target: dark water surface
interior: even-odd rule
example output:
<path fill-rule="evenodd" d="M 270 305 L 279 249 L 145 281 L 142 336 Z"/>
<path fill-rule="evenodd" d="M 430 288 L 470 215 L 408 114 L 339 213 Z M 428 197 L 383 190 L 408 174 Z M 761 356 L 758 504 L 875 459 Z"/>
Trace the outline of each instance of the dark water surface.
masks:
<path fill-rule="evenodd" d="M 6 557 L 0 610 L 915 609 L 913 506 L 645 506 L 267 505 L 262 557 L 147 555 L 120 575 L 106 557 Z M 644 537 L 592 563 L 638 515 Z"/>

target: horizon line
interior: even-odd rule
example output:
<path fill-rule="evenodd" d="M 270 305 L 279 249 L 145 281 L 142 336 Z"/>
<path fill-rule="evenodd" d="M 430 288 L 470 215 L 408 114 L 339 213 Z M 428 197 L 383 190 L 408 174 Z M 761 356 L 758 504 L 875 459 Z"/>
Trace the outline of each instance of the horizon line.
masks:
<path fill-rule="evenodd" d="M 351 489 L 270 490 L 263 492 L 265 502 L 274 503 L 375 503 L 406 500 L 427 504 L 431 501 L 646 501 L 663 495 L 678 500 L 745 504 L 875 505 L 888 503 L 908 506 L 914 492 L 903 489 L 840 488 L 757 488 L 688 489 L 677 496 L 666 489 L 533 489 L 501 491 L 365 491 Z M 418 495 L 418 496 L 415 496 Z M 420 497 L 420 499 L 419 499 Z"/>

Problem to solve:
Copy every one of the lines above word for word, with no changes.

Written answer:
target: dark water surface
interior: even-odd rule
example output:
<path fill-rule="evenodd" d="M 270 305 L 279 249 L 145 281 L 142 336 Z"/>
<path fill-rule="evenodd" d="M 430 288 L 470 215 L 408 114 L 339 213 Z M 428 197 L 383 190 L 408 174 Z M 761 356 L 758 504 L 875 459 Z"/>
Trace the outline of each instance of the dark water surface.
masks:
<path fill-rule="evenodd" d="M 6 557 L 0 610 L 915 609 L 913 506 L 645 506 L 267 505 L 262 557 L 147 555 L 120 575 L 106 557 Z M 644 537 L 592 563 L 638 515 Z"/>

target: horizon line
interior: even-odd rule
example output:
<path fill-rule="evenodd" d="M 270 305 L 279 249 L 145 281 L 142 336 Z"/>
<path fill-rule="evenodd" d="M 430 288 L 470 215 L 408 114 L 339 213 Z M 428 197 L 383 190 L 408 174 Z M 761 356 L 758 504 L 875 459 Z"/>
Trace the outline of each instance of the horizon line.
masks:
<path fill-rule="evenodd" d="M 351 489 L 270 490 L 263 492 L 265 502 L 274 503 L 375 503 L 406 500 L 427 504 L 431 501 L 646 501 L 663 495 L 678 500 L 745 504 L 875 505 L 888 503 L 908 506 L 914 492 L 903 489 L 840 488 L 757 488 L 688 489 L 677 496 L 666 489 L 533 489 L 501 491 L 365 491 Z M 418 495 L 418 496 L 415 496 Z M 420 497 L 420 499 L 419 499 Z"/>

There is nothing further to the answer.